EXERCISE AIM - Output every line of the material exactly, omitting images.

MATERIAL PROVIDED -
_ _ _

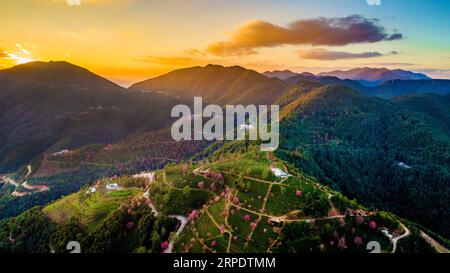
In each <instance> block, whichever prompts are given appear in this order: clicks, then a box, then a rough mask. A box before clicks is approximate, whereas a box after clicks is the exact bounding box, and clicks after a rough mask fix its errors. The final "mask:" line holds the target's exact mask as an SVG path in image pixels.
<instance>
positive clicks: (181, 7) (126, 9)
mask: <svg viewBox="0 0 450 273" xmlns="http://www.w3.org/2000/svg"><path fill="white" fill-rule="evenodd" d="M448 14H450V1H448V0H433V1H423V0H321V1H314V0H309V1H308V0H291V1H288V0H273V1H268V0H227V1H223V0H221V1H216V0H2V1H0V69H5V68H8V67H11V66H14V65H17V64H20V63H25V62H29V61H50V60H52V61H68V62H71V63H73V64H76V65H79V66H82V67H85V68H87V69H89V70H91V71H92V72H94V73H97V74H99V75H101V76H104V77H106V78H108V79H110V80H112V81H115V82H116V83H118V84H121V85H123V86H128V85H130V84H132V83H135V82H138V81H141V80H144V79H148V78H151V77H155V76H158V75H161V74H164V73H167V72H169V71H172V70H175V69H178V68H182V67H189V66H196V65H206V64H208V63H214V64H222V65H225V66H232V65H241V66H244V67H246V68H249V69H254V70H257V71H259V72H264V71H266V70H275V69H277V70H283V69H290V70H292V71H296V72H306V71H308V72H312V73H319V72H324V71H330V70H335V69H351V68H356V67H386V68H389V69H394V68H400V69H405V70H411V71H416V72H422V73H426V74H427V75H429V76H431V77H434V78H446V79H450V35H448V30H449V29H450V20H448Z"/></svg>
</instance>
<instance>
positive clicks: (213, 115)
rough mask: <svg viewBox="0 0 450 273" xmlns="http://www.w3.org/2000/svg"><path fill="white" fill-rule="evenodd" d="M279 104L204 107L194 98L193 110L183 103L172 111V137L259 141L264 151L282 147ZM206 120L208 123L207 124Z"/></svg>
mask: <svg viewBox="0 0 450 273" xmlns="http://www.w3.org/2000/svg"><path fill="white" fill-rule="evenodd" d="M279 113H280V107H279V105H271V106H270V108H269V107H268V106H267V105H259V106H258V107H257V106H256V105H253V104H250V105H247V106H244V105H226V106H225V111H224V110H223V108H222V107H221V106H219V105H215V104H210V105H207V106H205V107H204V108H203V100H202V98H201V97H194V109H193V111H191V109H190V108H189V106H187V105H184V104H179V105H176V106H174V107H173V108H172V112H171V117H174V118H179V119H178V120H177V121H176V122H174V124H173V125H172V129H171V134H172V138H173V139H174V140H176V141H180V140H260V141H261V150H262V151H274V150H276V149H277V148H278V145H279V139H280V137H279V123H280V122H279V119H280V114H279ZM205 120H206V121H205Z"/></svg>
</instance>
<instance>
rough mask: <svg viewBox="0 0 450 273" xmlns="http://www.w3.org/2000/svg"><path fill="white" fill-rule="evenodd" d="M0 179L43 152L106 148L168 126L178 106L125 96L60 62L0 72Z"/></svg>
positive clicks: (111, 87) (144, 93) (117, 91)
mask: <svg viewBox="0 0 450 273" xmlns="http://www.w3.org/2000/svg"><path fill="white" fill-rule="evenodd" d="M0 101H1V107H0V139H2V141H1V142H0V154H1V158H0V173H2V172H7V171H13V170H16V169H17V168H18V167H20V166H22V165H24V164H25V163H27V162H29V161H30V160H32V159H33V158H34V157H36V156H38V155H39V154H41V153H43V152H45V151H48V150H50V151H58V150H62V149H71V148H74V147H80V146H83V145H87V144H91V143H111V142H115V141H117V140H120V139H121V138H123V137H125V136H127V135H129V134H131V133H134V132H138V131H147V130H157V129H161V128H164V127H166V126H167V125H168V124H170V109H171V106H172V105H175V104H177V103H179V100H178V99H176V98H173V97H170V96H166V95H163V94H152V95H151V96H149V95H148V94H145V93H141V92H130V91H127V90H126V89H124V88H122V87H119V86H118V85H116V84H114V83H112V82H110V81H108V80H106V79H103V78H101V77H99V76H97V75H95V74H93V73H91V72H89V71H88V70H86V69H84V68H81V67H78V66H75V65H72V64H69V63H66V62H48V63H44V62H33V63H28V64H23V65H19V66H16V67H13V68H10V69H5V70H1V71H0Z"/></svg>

_ _ _

TASK RESPONSE -
In each <instance> block, whichever prompts are given appear in this order: clicks, then a box, then a rough mask. A box before clicks is approximate, whereas a box after clicks is the exact bounding box, and clicks after a rough mask fix its errors. The final "mask:" line holds the target's exact mask as an SVG path in image pixels.
<instance>
positive clicks: (181, 7) (126, 9)
mask: <svg viewBox="0 0 450 273" xmlns="http://www.w3.org/2000/svg"><path fill="white" fill-rule="evenodd" d="M448 14H450V1H448V0H433V1H423V0H321V1H314V0H309V1H308V0H291V1H288V0H273V1H268V0H227V1H223V0H221V1H216V0H2V1H0V69H5V68H8V67H11V66H14V65H17V64H20V63H25V62H29V61H50V60H52V61H68V62H71V63H73V64H76V65H79V66H82V67H85V68H87V69H89V70H91V71H92V72H94V73H97V74H99V75H101V76H104V77H106V78H108V79H110V80H112V81H115V82H116V83H118V84H121V85H123V86H128V85H130V84H132V83H135V82H138V81H141V80H144V79H148V78H151V77H155V76H158V75H161V74H164V73H167V72H169V71H172V70H175V69H178V68H182V67H189V66H196V65H206V64H208V63H214V64H222V65H225V66H232V65H241V66H244V67H246V68H249V69H254V70H257V71H259V72H264V71H266V70H275V69H277V70H283V69H290V70H292V71H296V72H306V71H308V72H312V73H319V72H324V71H330V70H335V69H351V68H356V67H386V68H389V69H394V68H400V69H405V70H411V71H416V72H422V73H426V74H427V75H429V76H431V77H434V78H446V79H450V35H448V30H449V29H450V20H448Z"/></svg>
</instance>
<instance>
positive clicks: (213, 115)
rough mask: <svg viewBox="0 0 450 273" xmlns="http://www.w3.org/2000/svg"><path fill="white" fill-rule="evenodd" d="M279 104L204 107L194 98L193 110L183 103L172 111V137L259 141L264 151L282 147ZM206 120L208 123L207 124Z"/></svg>
mask: <svg viewBox="0 0 450 273" xmlns="http://www.w3.org/2000/svg"><path fill="white" fill-rule="evenodd" d="M279 113H280V107H279V105H271V106H270V108H269V107H268V106H267V105H259V106H258V107H257V106H256V105H253V104H250V105H247V106H244V105H226V106H225V111H224V110H223V108H222V107H221V106H219V105H215V104H210V105H207V106H205V107H204V108H203V100H202V98H201V97H194V109H193V111H191V109H190V108H189V106H187V105H184V104H179V105H176V106H174V107H173V108H172V112H171V117H174V118H179V119H178V120H177V121H176V122H174V124H173V125H172V129H171V134H172V138H173V139H174V140H176V141H180V140H260V141H261V150H262V151H274V150H276V149H277V148H278V145H279V139H280V137H279V123H280V122H279V119H280V114H279ZM205 120H206V121H205Z"/></svg>
</instance>
<instance>
rough mask: <svg viewBox="0 0 450 273" xmlns="http://www.w3.org/2000/svg"><path fill="white" fill-rule="evenodd" d="M0 179L43 152L106 148L168 126L178 106L125 96L60 62L0 72Z"/></svg>
positive clicks: (111, 87) (144, 93) (117, 91)
mask: <svg viewBox="0 0 450 273" xmlns="http://www.w3.org/2000/svg"><path fill="white" fill-rule="evenodd" d="M0 101H1V107H0V139H2V141H1V142H0V154H1V158H0V173H2V172H7V171H13V170H16V169H17V168H18V167H20V166H22V165H24V164H25V163H27V162H29V161H30V160H32V159H33V158H34V157H36V156H38V155H39V154H41V153H43V152H45V151H48V150H50V151H58V150H62V149H71V148H74V147H80V146H83V145H87V144H91V143H111V142H115V141H117V140H120V139H121V138H123V137H125V136H127V135H129V134H131V133H134V132H138V131H147V130H157V129H161V128H164V127H166V126H167V125H168V124H170V109H171V106H172V105H175V104H177V103H179V100H178V99H176V98H173V97H170V96H166V95H163V94H152V95H151V96H149V95H148V94H145V93H141V92H130V91H127V90H126V89H124V88H122V87H119V86H118V85H116V84H114V83H112V82H110V81H108V80H106V79H103V78H101V77H99V76H97V75H95V74H93V73H91V72H89V71H88V70H86V69H84V68H81V67H78V66H75V65H72V64H69V63H66V62H48V63H44V62H33V63H28V64H23V65H19V66H16V67H13V68H10V69H5V70H1V71H0Z"/></svg>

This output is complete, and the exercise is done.